> _Work order_
All of the data is to be copied word for word.
(Beginning of Entries provided)
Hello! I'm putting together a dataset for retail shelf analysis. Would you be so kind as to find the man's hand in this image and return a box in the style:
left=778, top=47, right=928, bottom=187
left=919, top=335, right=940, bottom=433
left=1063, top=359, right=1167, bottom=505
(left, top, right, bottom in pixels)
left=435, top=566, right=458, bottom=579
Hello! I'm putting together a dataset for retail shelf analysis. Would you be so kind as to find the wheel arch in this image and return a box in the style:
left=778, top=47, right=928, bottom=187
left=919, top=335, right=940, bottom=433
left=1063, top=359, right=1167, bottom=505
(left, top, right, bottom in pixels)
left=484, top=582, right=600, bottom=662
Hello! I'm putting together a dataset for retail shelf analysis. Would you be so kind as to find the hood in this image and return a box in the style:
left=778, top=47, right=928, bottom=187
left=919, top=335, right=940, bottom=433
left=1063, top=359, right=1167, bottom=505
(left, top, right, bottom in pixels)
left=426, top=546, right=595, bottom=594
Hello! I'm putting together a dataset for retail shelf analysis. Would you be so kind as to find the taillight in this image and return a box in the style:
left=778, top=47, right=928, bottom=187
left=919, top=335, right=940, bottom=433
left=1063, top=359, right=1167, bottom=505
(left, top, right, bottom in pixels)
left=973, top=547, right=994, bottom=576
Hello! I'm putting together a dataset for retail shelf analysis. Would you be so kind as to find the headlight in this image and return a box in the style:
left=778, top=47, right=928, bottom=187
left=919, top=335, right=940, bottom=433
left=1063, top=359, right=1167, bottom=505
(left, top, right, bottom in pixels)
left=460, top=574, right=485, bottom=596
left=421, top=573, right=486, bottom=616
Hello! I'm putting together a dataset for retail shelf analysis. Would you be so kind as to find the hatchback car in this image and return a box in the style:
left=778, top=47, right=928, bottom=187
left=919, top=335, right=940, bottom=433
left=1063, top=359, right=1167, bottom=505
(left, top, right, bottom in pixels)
(End of Entries provided)
> _Exercise answer_
Hello! I'm putting together a dataset for retail shelf analysis. Would you be so kind as to find the man's hand in this image and return a box in the style:
left=778, top=47, right=928, bottom=187
left=919, top=335, right=940, bottom=433
left=1063, top=359, right=1167, bottom=505
(left, top, right, bottom in pixels)
left=435, top=566, right=458, bottom=579
Hello! I'm putting together a dataset for retail shelf analysis. Would you be so kind as to find the wheel arch in this image and return a box in the style:
left=778, top=47, right=928, bottom=187
left=919, top=335, right=940, bottom=433
left=1063, top=359, right=1167, bottom=505
(left, top, right, bottom in pixels)
left=484, top=582, right=600, bottom=662
Hello! I'm putting together a dataset for retail shelf analysis. Would you be so kind as to find the hood in this image and return a box in the style:
left=778, top=47, right=928, bottom=187
left=919, top=335, right=940, bottom=433
left=1063, top=359, right=1167, bottom=505
(left, top, right, bottom in pixels)
left=426, top=546, right=595, bottom=594
Hello! I'm putting together a dataset for retail shelf analysis. Would you be so kind as to find the taillight in this image and return a box in the style:
left=778, top=47, right=928, bottom=187
left=919, top=335, right=940, bottom=433
left=1063, top=359, right=1167, bottom=505
(left, top, right, bottom in pixels)
left=973, top=547, right=994, bottom=576
Hello! I'm putting together a dataset for retail shelf analysis. Would you be so kind as to find the headlight in this image and return a box in the style:
left=778, top=47, right=928, bottom=187
left=919, top=335, right=940, bottom=433
left=1063, top=359, right=1167, bottom=505
(left, top, right, bottom in pixels)
left=460, top=574, right=485, bottom=596
left=421, top=573, right=486, bottom=616
Hello! I'm putting together a dataset for retail shelf analysis. Would you be so kind as to find the hatchback car in this image and return a box in the style:
left=778, top=47, right=928, bottom=187
left=919, top=335, right=940, bottom=433
left=1063, top=359, right=1167, bottom=505
(left, top, right, bottom in pixels)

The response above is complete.